--- START ---

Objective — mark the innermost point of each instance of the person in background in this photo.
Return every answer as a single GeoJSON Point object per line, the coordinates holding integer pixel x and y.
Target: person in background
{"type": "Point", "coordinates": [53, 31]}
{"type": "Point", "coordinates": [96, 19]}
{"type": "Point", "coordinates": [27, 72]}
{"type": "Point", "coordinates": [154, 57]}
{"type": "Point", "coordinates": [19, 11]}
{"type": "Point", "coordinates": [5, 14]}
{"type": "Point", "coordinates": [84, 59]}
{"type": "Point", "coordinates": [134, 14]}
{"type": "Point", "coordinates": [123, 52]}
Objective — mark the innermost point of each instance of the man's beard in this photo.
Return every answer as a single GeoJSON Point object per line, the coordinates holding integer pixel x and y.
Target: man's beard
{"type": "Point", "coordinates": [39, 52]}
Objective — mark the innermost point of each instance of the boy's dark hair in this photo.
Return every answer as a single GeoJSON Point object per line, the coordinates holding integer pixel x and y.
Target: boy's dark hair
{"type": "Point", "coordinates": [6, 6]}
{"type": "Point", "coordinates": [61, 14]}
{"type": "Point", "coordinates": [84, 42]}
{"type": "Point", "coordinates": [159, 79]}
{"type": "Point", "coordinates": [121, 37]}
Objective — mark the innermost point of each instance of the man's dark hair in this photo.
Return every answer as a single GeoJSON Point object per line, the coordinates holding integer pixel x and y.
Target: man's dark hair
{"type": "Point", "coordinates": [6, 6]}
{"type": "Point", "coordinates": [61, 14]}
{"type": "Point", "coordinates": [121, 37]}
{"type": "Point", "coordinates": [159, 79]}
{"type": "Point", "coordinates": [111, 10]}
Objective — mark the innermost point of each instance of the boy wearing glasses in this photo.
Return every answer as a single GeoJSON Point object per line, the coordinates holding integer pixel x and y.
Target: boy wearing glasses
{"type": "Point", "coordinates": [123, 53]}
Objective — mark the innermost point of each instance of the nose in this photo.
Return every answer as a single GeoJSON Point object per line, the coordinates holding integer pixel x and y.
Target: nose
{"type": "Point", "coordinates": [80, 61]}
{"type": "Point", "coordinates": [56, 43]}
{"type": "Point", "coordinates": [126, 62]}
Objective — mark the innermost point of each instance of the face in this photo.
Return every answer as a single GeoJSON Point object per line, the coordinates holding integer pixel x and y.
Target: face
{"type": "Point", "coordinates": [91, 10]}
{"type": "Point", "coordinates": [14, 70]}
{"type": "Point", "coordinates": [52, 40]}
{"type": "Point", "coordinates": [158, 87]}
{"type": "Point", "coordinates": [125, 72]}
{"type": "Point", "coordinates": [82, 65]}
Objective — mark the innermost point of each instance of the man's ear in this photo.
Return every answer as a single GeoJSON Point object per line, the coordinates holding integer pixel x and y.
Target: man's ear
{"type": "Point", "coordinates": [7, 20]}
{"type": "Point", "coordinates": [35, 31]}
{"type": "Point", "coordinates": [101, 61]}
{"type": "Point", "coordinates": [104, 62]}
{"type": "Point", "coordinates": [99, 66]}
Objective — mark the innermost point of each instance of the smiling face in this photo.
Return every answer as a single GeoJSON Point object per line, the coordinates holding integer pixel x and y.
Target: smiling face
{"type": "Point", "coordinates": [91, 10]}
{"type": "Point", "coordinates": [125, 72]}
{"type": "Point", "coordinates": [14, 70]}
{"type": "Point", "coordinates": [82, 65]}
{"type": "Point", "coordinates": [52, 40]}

--- END ---
--- START ---

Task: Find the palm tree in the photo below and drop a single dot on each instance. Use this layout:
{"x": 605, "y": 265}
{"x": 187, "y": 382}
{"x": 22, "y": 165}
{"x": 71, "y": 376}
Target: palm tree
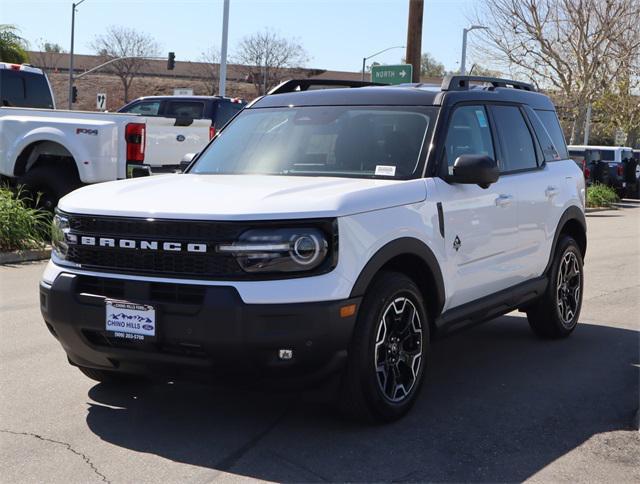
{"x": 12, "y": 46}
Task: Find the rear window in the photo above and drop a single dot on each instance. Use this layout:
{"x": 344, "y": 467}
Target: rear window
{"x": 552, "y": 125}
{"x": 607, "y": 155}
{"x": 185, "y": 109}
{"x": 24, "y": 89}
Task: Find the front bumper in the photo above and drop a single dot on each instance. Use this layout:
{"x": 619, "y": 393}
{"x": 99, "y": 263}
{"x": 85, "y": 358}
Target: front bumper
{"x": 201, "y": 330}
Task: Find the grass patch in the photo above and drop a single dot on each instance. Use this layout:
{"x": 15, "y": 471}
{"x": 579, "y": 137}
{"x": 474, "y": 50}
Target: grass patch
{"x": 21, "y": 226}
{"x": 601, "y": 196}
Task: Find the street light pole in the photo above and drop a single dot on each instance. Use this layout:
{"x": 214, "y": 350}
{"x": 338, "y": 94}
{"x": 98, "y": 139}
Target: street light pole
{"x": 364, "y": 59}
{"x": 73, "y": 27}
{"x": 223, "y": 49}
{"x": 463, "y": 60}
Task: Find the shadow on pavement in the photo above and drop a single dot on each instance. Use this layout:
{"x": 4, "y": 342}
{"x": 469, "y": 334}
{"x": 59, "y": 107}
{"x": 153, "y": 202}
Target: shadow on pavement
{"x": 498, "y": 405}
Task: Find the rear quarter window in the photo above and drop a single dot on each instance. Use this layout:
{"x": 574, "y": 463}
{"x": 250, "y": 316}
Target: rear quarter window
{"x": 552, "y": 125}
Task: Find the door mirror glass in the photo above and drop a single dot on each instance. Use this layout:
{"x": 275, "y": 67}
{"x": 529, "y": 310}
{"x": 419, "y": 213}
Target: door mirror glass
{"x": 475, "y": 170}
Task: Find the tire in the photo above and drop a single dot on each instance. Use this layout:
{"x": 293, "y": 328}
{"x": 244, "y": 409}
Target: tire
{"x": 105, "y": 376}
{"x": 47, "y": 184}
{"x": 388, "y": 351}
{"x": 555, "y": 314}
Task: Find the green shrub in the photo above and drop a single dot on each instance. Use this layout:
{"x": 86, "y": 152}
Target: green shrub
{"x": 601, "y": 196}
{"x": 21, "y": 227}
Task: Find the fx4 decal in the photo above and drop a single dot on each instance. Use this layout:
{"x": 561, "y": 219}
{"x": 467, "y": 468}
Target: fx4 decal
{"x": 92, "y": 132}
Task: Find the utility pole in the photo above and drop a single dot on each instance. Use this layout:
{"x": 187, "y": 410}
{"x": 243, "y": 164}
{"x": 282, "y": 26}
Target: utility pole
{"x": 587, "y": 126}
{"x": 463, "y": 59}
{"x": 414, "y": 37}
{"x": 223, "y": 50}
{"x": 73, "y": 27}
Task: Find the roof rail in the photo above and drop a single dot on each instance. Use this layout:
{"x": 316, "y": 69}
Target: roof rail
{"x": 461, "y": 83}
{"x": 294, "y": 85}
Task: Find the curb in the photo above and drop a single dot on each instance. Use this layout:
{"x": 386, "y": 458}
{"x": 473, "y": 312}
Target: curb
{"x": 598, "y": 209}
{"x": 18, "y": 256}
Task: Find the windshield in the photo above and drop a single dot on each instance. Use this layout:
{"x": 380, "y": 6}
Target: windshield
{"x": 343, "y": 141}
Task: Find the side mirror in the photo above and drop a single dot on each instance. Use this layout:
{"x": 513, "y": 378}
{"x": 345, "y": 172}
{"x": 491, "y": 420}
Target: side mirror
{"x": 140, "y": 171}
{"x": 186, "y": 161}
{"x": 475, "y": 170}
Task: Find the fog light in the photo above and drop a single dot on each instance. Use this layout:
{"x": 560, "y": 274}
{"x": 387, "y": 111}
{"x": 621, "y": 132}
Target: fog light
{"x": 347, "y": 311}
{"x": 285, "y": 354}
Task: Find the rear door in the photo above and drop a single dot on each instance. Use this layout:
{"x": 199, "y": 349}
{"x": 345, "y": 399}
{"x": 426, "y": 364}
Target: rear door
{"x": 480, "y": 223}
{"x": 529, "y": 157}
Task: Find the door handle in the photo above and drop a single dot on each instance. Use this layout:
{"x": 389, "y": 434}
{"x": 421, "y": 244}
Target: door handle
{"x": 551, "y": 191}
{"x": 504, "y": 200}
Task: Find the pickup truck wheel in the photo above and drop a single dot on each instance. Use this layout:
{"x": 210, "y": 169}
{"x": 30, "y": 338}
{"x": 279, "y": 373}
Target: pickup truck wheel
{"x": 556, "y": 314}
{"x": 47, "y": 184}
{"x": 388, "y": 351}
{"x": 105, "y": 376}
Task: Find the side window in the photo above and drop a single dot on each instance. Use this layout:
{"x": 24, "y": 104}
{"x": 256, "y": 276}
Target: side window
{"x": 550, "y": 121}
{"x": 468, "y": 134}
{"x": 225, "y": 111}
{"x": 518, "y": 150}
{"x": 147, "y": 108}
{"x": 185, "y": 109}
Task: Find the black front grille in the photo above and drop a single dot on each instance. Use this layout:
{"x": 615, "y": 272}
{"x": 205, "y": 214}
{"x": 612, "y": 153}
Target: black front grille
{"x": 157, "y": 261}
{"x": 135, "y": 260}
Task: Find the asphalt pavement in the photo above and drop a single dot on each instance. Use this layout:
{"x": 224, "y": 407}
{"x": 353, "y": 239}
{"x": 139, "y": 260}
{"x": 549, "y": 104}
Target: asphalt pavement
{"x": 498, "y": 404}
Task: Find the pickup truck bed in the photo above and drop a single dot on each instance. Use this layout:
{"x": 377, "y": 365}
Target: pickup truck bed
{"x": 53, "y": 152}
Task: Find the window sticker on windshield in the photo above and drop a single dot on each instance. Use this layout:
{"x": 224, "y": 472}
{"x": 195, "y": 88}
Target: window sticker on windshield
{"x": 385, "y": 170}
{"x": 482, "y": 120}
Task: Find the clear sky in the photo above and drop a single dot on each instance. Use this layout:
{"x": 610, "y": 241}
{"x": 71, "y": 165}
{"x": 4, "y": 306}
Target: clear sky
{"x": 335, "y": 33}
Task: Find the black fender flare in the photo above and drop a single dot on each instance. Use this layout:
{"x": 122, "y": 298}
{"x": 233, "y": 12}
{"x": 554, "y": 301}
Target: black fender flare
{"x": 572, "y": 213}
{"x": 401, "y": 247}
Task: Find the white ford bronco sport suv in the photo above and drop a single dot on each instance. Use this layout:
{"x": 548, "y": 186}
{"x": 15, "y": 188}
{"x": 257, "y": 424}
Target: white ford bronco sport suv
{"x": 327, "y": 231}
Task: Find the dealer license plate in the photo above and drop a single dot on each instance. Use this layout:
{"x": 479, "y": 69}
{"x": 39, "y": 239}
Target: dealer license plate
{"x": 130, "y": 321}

--- END ---

▶ **What the task requires**
Look through the listing, and copy each line in which the string "mark" turns up.

▶ **The completed task**
Objective — mark the innermost point of each instance of the person in background in this photo.
Objective — mark the innermost point of each instance of the man's beard in this photo.
Objective — mark the innermost point of each instance of the boy's dark hair in this photo.
Objective — mark the innermost point of each instance of the man's dark hair in this photo.
Objective — mark the innermost point of each instance of the boy wearing glasses in this photo.
Objective — mark the innermost point of each instance of the nose in this photo.
Objective — mark the innermost point of each instance of the face in this photo.
Objective — mark the innermost point of each instance of the man's ear in this photo.
Objective — mark the innermost point of each instance of the smiling face in this photo.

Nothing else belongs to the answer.